Problem details: Please reproduce the material word for word, from the line with "Would you point at the bi-fold" up to and including the line with "point(320, 426)".

Dataset entries
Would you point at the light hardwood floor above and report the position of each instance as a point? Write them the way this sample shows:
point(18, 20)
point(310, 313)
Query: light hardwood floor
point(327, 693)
...
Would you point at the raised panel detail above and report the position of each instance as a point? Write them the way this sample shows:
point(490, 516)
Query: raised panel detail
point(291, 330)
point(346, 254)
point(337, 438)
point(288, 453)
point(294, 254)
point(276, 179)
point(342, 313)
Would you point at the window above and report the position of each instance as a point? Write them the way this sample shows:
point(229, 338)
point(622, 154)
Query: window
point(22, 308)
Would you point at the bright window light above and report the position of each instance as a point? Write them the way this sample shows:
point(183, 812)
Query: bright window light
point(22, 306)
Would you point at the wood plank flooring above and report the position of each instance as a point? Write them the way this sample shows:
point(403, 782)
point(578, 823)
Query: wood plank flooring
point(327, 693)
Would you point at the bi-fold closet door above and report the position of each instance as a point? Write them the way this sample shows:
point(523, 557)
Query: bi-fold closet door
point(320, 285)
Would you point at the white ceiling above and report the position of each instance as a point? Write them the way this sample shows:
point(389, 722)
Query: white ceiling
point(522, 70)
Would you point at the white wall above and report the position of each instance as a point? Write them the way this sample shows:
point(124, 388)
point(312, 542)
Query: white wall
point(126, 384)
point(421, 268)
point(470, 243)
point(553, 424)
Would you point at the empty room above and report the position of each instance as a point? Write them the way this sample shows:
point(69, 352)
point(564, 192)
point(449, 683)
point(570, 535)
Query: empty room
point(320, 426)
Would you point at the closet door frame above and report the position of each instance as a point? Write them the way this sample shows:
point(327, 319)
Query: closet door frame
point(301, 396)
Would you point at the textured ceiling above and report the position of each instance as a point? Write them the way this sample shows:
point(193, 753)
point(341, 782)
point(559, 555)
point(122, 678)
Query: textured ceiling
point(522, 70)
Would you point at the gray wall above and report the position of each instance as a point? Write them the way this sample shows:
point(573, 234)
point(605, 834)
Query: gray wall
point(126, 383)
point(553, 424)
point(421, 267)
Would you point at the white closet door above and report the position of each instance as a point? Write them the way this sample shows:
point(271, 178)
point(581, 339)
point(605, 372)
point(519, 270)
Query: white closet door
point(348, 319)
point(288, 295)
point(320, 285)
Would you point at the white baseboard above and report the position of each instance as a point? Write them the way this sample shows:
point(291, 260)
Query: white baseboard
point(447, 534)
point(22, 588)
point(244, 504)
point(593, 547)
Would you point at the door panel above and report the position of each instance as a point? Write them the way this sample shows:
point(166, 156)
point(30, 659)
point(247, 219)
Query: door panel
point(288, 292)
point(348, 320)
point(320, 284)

Right answer:
Would you point at the bi-fold closet door above and report the position of each instance as a point? Write them the way this sample shows:
point(523, 557)
Query: bi-fold closet door
point(320, 285)
Would you point at the white ceiling above and report the position of each instance as a point? Write them the way this sample shows:
point(389, 722)
Query: white ceiling
point(522, 70)
Would you point at the white wall above and report the position of each instance as a point? Write them the way this sample shows:
point(124, 388)
point(312, 542)
Query: white wall
point(126, 384)
point(421, 268)
point(470, 243)
point(553, 424)
Would you point at the empty room above and report the position of each instance as a point? Write them the way this sample shows:
point(69, 352)
point(564, 192)
point(449, 683)
point(570, 535)
Query: empty room
point(320, 426)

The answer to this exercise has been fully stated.